Point annotation data:
---+---

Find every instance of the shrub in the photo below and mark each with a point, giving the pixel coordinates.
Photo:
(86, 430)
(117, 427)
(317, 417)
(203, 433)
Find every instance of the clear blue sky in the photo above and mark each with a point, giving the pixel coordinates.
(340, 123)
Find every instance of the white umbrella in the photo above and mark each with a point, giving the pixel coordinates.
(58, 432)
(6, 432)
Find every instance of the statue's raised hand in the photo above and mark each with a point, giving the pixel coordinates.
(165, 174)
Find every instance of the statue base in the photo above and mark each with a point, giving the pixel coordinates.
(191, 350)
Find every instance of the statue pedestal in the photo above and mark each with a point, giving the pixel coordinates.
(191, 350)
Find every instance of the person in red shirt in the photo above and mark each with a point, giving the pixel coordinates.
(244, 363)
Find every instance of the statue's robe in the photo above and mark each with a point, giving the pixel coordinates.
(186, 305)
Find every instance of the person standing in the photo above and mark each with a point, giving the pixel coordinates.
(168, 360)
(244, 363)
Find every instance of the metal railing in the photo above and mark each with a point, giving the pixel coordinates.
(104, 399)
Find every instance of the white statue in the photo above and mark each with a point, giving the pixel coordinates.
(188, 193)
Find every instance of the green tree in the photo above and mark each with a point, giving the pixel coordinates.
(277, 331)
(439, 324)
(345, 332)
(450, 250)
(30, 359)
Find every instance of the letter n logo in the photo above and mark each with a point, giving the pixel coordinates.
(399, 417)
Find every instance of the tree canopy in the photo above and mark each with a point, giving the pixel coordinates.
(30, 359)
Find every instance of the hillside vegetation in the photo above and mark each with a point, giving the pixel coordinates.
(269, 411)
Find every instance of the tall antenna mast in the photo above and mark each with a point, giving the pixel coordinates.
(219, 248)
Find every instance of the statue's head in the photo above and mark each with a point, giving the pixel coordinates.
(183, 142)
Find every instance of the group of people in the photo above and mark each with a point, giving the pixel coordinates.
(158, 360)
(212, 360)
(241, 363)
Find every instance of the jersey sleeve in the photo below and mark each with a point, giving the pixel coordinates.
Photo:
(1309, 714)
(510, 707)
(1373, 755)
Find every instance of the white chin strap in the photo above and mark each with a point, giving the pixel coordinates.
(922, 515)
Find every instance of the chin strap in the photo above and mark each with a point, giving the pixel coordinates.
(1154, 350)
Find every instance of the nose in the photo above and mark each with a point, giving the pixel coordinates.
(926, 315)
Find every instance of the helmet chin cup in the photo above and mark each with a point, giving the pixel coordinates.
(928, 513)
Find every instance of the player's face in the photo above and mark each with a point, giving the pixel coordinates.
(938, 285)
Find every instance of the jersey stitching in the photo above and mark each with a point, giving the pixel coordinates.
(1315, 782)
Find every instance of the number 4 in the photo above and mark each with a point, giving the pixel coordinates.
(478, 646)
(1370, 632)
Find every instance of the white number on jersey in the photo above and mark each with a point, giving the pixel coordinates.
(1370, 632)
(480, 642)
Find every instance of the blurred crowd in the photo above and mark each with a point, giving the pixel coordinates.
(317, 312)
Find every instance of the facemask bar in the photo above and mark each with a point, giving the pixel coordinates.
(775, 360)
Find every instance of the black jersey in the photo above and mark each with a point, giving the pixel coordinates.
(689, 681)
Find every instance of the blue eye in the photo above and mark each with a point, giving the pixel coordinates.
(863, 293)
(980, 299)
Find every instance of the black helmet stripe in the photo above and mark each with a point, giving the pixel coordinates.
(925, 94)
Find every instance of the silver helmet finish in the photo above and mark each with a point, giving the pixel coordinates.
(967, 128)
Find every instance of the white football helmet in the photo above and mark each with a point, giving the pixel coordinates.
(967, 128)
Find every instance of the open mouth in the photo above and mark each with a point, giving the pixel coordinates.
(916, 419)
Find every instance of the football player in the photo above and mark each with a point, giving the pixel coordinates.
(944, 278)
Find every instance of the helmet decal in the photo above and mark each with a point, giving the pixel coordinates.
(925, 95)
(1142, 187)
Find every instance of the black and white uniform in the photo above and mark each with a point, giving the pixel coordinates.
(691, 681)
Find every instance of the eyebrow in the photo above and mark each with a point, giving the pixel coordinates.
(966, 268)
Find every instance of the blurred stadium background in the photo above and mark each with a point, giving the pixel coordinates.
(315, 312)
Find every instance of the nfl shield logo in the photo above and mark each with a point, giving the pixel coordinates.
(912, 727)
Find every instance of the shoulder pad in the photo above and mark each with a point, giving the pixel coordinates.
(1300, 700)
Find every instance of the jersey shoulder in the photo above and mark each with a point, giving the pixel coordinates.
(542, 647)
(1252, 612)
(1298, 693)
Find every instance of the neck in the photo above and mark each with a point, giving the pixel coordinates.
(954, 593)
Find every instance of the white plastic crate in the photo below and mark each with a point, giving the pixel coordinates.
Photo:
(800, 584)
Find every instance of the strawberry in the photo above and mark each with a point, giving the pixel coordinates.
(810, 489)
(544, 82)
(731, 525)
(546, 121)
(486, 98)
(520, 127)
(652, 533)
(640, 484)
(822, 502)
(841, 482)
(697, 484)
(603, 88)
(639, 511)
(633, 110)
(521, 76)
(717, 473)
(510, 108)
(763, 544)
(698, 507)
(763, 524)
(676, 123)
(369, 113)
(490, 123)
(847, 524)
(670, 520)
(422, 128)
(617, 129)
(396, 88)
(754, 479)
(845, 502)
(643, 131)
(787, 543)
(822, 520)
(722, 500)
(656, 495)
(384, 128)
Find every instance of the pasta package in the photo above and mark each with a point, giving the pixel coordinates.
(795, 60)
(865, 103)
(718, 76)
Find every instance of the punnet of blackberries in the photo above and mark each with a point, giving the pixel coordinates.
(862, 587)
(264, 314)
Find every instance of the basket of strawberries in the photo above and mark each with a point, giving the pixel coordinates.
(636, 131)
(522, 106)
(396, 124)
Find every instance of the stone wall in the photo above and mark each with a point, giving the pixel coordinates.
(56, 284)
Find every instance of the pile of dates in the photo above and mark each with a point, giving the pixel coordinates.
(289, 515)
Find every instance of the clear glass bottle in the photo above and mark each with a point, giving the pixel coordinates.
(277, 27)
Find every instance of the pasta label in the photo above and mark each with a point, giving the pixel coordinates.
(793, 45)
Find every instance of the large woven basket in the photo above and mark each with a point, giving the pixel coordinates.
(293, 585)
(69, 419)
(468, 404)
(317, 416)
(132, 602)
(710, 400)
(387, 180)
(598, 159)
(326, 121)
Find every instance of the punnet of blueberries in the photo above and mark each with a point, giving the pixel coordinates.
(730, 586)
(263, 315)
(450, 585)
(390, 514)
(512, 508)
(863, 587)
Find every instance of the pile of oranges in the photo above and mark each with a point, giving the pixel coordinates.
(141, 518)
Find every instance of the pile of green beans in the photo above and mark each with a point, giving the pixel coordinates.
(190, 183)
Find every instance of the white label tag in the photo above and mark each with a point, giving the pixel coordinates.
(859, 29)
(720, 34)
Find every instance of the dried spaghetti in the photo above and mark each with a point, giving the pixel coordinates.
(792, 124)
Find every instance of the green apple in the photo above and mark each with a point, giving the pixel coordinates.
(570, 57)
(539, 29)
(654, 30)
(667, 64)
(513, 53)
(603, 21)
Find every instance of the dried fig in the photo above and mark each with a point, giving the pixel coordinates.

---+---

> Short problem
Turn all of the material above into a Markdown table with the columns Row and Line. Give each non-blank line its own numbered row and leave out blank lines.

> Problem solution
| Row | Line |
|---|---|
| 1 | Find every instance of the shrub in the photo below and mark each with a point, giving the pixel coordinates. |
| 2 | Photo: |
| 3 | (86, 430) |
| 4 | (117, 427) |
| 5 | (317, 417) |
| 6 | (203, 433) |
| 7 | Find every instance of the clear blue sky in the photo above and mark each with a point, giving the pixel coordinates. |
| 8 | (340, 123) |
| 9 | Find every instance of the white umbrella in the photo above and mark each with a point, giving the pixel coordinates. |
| 10 | (58, 432) |
| 11 | (6, 432) |
| 12 | Find every instance of the statue's raised hand in the photo above and mark each with a point, giving the pixel coordinates. |
| 13 | (165, 174) |
| 14 | Find every instance of the statue base in the photo above and mark each with a point, giving the pixel coordinates. |
| 15 | (191, 350) |
| 16 | Find every instance of the statue pedestal in the photo above and mark each with a point, giving the pixel coordinates. |
| 17 | (191, 350) |
| 18 | Find every instance of the person in red shirt in the photo above and mark each with a point, giving the pixel coordinates. |
| 19 | (244, 363) |
| 20 | Find every instance of the statue's robe in the photo above and mark each with a point, giving the pixel coordinates. |
| 21 | (186, 305) |
| 22 | Find every instance of the person standing in the photo above and mark each with a point, giving the pixel coordinates. |
| 23 | (168, 360) |
| 24 | (244, 363) |
| 25 | Find every instance of the metal railing in the photo above and mark each with a point, giving the pixel coordinates. |
| 26 | (104, 399) |
| 27 | Find every instance of the white statue in the photo above and mark each with a point, giving the pixel coordinates. |
| 28 | (188, 193) |
| 29 | Find every instance of the green tree in the photo above and mark each with a point, giving the pixel coordinates. |
| 30 | (277, 331) |
| 31 | (439, 324) |
| 32 | (345, 332) |
| 33 | (450, 250) |
| 34 | (30, 359) |
| 35 | Find every instance of the letter n logo in the photo above and mark each with a point, giving the pixel coordinates. |
| 36 | (399, 417) |
| 37 | Find every instance of the tree canopy in the photo above and mark each with a point, giving the pixel coordinates. |
| 38 | (30, 359) |
| 39 | Find every instance of the hillside vegetation in the photo above and mark each with a point, giving the pixel coordinates. |
| 40 | (269, 411) |
| 41 | Find every instance of the tall antenna mast in the photo above and mark each with a point, giving the pixel coordinates. |
| 42 | (219, 248) |
| 43 | Find every instance of the statue's head in the photo above and mark each with a point, giving the pixel coordinates. |
| 44 | (183, 142) |
| 45 | Find every instance of the group of people in the photo above and mark each with a point, giving the pixel coordinates. |
| 46 | (158, 360) |
| 47 | (212, 360) |
| 48 | (241, 363) |
| 49 | Find every instance of the jersey sleeve in the photo below and mark each with a point, giving the pixel coordinates. |
| 50 | Photo: |
| 51 | (1309, 714) |
| 52 | (510, 707) |
| 53 | (1373, 755) |
| 54 | Find every instance of the white chin strap in the photo above and mark each with a point, giving the pixel coordinates. |
| 55 | (922, 515) |
| 56 | Find every instance of the chin strap in the photo above and mark each with a point, giving the pixel coordinates. |
| 57 | (1154, 350) |
| 58 | Find every instance of the nose in the photo above and mark each with a point, giving the pixel coordinates. |
| 59 | (926, 315) |
| 60 | Find every instance of the helmet chin cup in the photo above and mark each with a point, giving the pixel coordinates. |
| 61 | (928, 513) |
| 62 | Find every instance of the player's face in the photo above and mark each with a point, giving the pixel coordinates. |
| 63 | (938, 285) |
| 64 | Find every instance of the jersey stitching in the photo above and mark each with a point, giving the pixel coordinates. |
| 65 | (1315, 782) |
| 66 | Find every instance of the number 4 in the photo above and mark each with a point, giving the pixel coordinates. |
| 67 | (478, 646) |
| 68 | (1370, 632) |
| 69 | Find every instance of the white number on jersey in the photo above and mark each with a point, giving the pixel coordinates. |
| 70 | (1370, 632) |
| 71 | (480, 642) |
| 72 | Find every instance of the blurred crowd in the photo above and mark each with a point, giving the pixel coordinates. |
| 73 | (317, 312) |
| 74 | Find every instance of the facemask bar in the photo above and mark each with a point, giving the pixel coordinates. |
| 75 | (775, 360) |
| 76 | Find every instance of the black jersey in the photo above and mark each with a point, giving the pixel coordinates. |
| 77 | (689, 681) |
| 78 | Find every instance of the blue eye in the photo above and mark each with a point, giving the pixel coordinates. |
| 79 | (863, 293) |
| 80 | (980, 299) |
| 81 | Find every instance of the black helmet stripe in the photo above and mark each with a point, giving the pixel coordinates. |
| 82 | (925, 94) |
| 83 | Find every instance of the silver helmet finish in the photo above and mark each with a point, giving the pixel coordinates. |
| 84 | (967, 128) |
| 85 | Find every instance of the white football helmet in the photo above and mark each with a point, giving the pixel coordinates. |
| 86 | (967, 128) |
| 87 | Find every instance of the open mouth in the photo above and mark each with a point, giving the pixel coordinates. |
| 88 | (916, 419) |
| 89 | Find every instance of the football player in the photo above and mark each with a point, giving the pixel coordinates. |
| 90 | (944, 278) |
| 91 | Find every instance of the helmet decal in the photo above and mark each with a point, giving the pixel coordinates. |
| 92 | (925, 95) |
| 93 | (1142, 187) |
| 94 | Find every instance of the black and white uniform in the photo above and mark each with a point, giving the pixel coordinates. |
| 95 | (691, 681) |
| 96 | Find every instance of the eyebrow in the photo above and mark each with a point, giving the pixel coordinates. |
| 97 | (966, 268) |
| 98 | Find every instance of the blurred stadium background in the photo above and mark each with a point, giving the pixel coordinates. |
| 99 | (315, 312) |
| 100 | Find every instance of the nfl shield logo in the photo above and mark each with a point, giving the pixel coordinates. |
| 101 | (912, 727) |
| 102 | Find every instance of the shoulder pad in the photo above and mark each with a point, giving the pixel coordinates. |
| 103 | (1300, 700) |
| 104 | Find every instance of the jersey shoulder in the photo above and mark each with a point, giving the pixel coordinates. |
| 105 | (542, 647) |
| 106 | (1252, 612) |
| 107 | (1298, 693) |
| 108 | Find every instance of the neck in the photo above and mark each with a point, giving the pixel coordinates. |
| 109 | (954, 593) |
| 110 | Find every instance of the white plastic crate in the photo below and mark each with a point, giving the pixel coordinates. |
| 111 | Photo: |
| 112 | (800, 584) |
| 113 | Find every instance of the strawberry in the photo above and mark each with a point, giving the pixel coordinates. |
| 114 | (810, 489) |
| 115 | (544, 82) |
| 116 | (731, 525) |
| 117 | (546, 121) |
| 118 | (486, 98) |
| 119 | (520, 127) |
| 120 | (652, 533) |
| 121 | (640, 484) |
| 122 | (822, 502) |
| 123 | (841, 482) |
| 124 | (697, 484) |
| 125 | (603, 88) |
| 126 | (639, 511) |
| 127 | (633, 110) |
| 128 | (521, 76) |
| 129 | (717, 473) |
| 130 | (510, 108) |
| 131 | (763, 544) |
| 132 | (698, 507) |
| 133 | (763, 524) |
| 134 | (676, 123) |
| 135 | (369, 113) |
| 136 | (490, 123) |
| 137 | (847, 524) |
| 138 | (670, 520) |
| 139 | (422, 128) |
| 140 | (617, 129) |
| 141 | (396, 88) |
| 142 | (754, 479) |
| 143 | (845, 502) |
| 144 | (643, 131) |
| 145 | (787, 543) |
| 146 | (822, 520) |
| 147 | (722, 500) |
| 148 | (656, 495) |
| 149 | (384, 128) |
| 150 | Find every instance of the pasta package in the photo above and mark each with a point, giving the pixel coordinates. |
| 151 | (795, 60) |
| 152 | (865, 103) |
| 153 | (718, 76) |
| 154 | Find every instance of the punnet of blackberries in the photo above and mark each with a point, giving the pixel coordinates. |
| 155 | (862, 587) |
| 156 | (264, 314) |
| 157 | Find every instance of the basket of strawberries in the photo above and mark each with a point, giving the pixel coordinates. |
| 158 | (636, 131) |
| 159 | (522, 106) |
| 160 | (396, 124) |
| 161 | Find every instance of the stone wall in the photo above and mark each with a point, giving the pixel coordinates. |
| 162 | (56, 284) |
| 163 | Find every instance of the pile of dates in the photo above and mark each with a point, giving the pixel coordinates. |
| 164 | (289, 515) |
| 165 | Find every instance of the clear glass bottle in the photo above and mark each with a point, giving the pixel coordinates. |
| 166 | (277, 27) |
| 167 | Find every instance of the pasta label in the photo above and mark each with a point, giving the pixel coordinates. |
| 168 | (793, 45) |
| 169 | Find every instance of the large woven basket in the photo above and mark each with a point, giving the pixel coordinates. |
| 170 | (293, 585) |
| 171 | (69, 419) |
| 172 | (468, 404) |
| 173 | (317, 416) |
| 174 | (132, 602) |
| 175 | (710, 400) |
| 176 | (387, 180) |
| 177 | (598, 159) |
| 178 | (326, 121) |
| 179 | Find every instance of the punnet of blueberries in the photo above and mark each with a point, giving the pixel coordinates. |
| 180 | (730, 586) |
| 181 | (263, 315) |
| 182 | (450, 585) |
| 183 | (390, 514) |
| 184 | (512, 508) |
| 185 | (863, 587) |
| 186 | Find every instance of the pile of oranges in the photo above and mark each with a point, giving the pixel coordinates. |
| 187 | (141, 518) |
| 188 | Find every instance of the pile of green beans in the photo above and mark each with a point, giving the pixel coordinates. |
| 189 | (190, 183) |
| 190 | Find every instance of the white label tag in the photo above and mark each with a point, giving the pixel coordinates. |
| 191 | (859, 29) |
| 192 | (720, 34) |
| 193 | Find every instance of the dried spaghetti in the photo above and mark each with a point, giving the pixel coordinates. |
| 194 | (792, 124) |
| 195 | Find every instance of the green apple in the photo above and mark each with a point, giving the pixel coordinates. |
| 196 | (570, 57) |
| 197 | (539, 29) |
| 198 | (654, 30) |
| 199 | (667, 64) |
| 200 | (513, 53) |
| 201 | (603, 21) |
| 202 | Find every instance of the dried fig in the photo above and mark each with a point, giving the pixel coordinates. |